:: Records for processing ::
═══

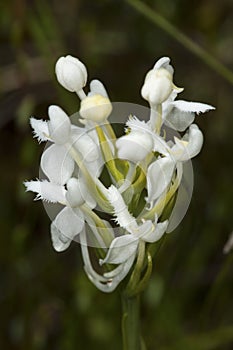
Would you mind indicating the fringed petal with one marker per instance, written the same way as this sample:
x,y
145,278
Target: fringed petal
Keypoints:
x,y
47,191
57,164
159,176
40,129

═══

:: Problem statement ::
The pictures are not part of the copy. Retype everything else in the entries exactly.

:: Problem solution ::
Would you mind indicating the fringed petal with one marker per instance, written the same way as this sample:
x,y
145,278
Target: fringed petal
Keypoints:
x,y
47,191
57,164
159,176
40,129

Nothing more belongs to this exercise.